§ Consigne
Veuillez convertir en tableau Markdown, avec les colonnes « N° » et « Ligne d'enregistrement », la partie des enregistrements qui s'ouvre sur la ligne contenant « Each instance receives one point. Annotate the tall » et se ferme sur celle contenant « [[148, 87]] », ces deux lignes comprises. Numérotez chaque ligne et laissez de côté les lignes vides.

§ Enregistrements de pointage et d'étiquetage
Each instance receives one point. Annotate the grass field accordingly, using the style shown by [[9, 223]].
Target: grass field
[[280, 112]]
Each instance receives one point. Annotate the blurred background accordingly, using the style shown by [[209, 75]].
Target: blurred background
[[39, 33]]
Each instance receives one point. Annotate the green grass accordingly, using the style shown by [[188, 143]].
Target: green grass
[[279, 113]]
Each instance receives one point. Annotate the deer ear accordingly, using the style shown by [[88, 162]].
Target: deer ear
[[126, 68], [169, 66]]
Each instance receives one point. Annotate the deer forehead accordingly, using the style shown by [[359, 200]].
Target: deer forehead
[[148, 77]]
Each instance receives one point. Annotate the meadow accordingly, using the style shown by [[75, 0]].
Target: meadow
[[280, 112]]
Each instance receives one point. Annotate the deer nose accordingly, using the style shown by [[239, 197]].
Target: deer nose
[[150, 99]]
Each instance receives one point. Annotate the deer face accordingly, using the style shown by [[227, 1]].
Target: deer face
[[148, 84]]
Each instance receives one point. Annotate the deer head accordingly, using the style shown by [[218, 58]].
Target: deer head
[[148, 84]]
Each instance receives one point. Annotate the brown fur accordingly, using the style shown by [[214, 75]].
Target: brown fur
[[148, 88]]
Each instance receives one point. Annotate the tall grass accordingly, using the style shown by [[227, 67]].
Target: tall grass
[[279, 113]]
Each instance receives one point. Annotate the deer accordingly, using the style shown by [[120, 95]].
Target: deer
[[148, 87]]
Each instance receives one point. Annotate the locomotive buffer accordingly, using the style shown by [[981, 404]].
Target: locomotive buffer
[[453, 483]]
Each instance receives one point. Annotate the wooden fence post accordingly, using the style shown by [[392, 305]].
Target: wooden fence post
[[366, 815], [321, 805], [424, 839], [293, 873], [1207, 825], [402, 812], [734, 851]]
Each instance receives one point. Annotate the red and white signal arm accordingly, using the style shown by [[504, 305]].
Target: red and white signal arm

§ Résultat
| N° | Ligne d'enregistrement |
|---|---|
| 1 | Each instance receives one point. Annotate the tall grass accordingly, using the style shown by [[227, 67]]. |
| 2 | Target: tall grass |
| 3 | [[279, 113]] |
| 4 | Each instance receives one point. Annotate the deer accordingly, using the style shown by [[120, 95]]. |
| 5 | Target: deer |
| 6 | [[148, 87]] |